__Record extracts__
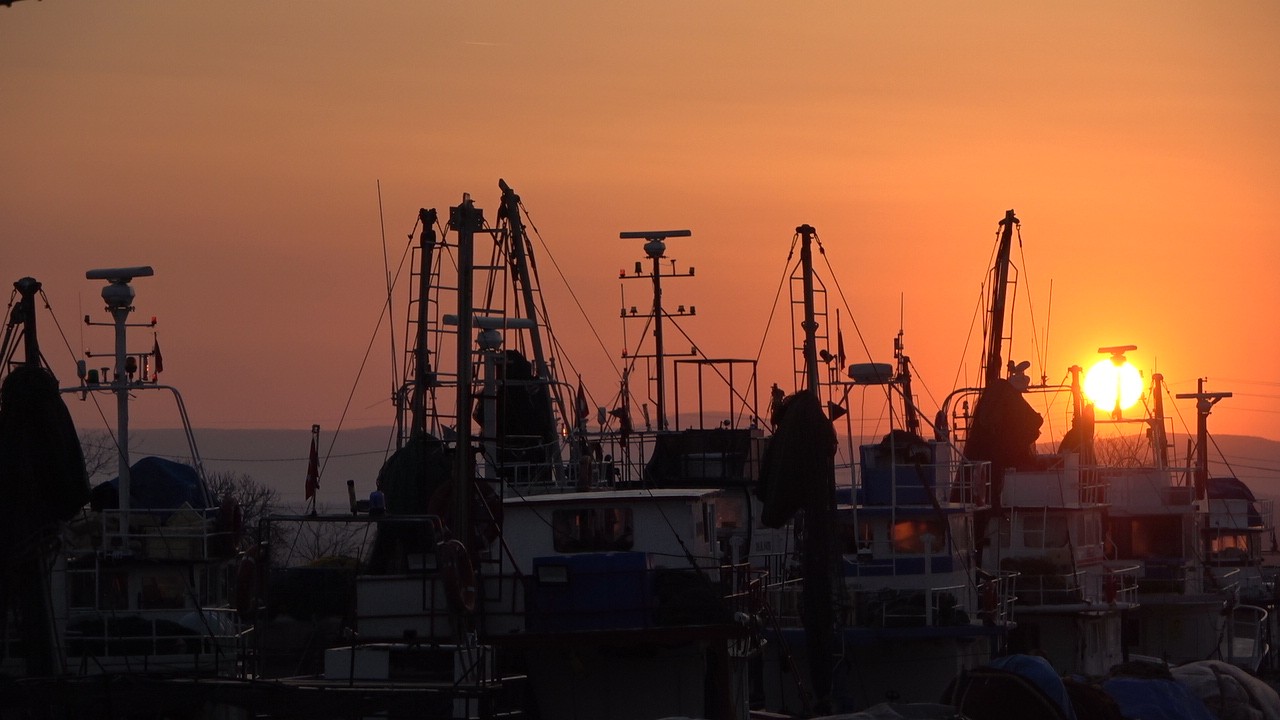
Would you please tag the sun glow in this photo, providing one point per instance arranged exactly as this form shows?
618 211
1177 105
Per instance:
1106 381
...
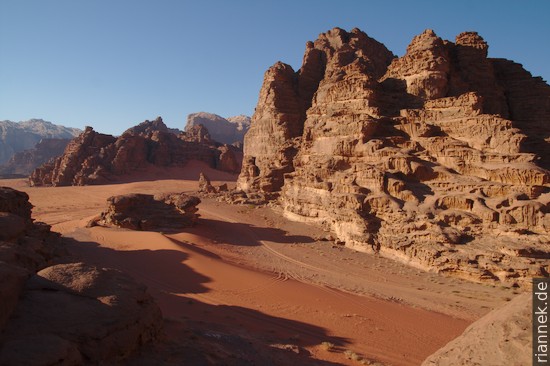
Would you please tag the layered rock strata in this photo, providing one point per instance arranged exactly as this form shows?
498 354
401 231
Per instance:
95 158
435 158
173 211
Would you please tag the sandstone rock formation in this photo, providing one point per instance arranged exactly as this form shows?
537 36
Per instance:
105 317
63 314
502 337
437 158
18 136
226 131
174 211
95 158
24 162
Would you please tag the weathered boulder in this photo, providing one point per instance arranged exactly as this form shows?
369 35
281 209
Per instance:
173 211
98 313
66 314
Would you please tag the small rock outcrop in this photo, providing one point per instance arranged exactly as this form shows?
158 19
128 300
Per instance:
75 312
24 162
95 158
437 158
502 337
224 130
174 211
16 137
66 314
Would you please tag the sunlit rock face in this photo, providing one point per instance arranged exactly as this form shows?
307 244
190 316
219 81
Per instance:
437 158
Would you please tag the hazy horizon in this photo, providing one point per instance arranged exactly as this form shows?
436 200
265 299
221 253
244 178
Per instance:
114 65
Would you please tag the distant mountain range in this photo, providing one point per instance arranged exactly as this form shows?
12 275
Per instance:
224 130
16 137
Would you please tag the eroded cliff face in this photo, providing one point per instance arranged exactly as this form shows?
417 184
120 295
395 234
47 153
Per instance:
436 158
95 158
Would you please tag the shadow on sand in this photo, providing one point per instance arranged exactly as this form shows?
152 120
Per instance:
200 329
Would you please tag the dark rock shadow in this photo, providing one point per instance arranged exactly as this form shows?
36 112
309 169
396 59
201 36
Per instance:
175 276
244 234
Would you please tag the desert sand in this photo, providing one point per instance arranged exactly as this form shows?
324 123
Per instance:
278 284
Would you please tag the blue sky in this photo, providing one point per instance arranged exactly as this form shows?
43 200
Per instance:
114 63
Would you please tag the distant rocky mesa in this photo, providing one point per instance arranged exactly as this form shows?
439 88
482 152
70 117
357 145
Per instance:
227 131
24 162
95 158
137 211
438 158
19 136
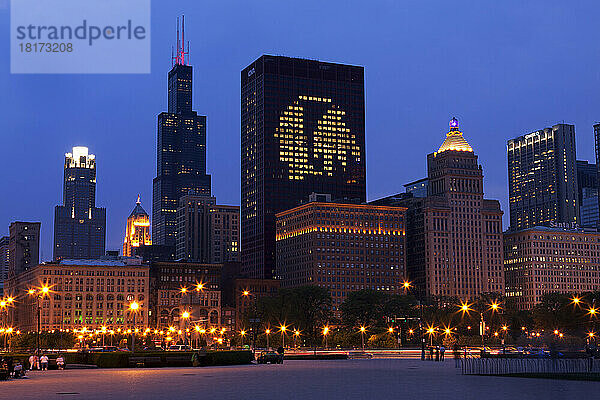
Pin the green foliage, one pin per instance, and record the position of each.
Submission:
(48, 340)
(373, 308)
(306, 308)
---
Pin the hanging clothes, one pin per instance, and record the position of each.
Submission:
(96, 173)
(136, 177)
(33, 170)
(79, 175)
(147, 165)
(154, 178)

__Required action__
Working through the records above, establish how many lines contain the string "shadow", and reply with the number by itself.

__Solution__
2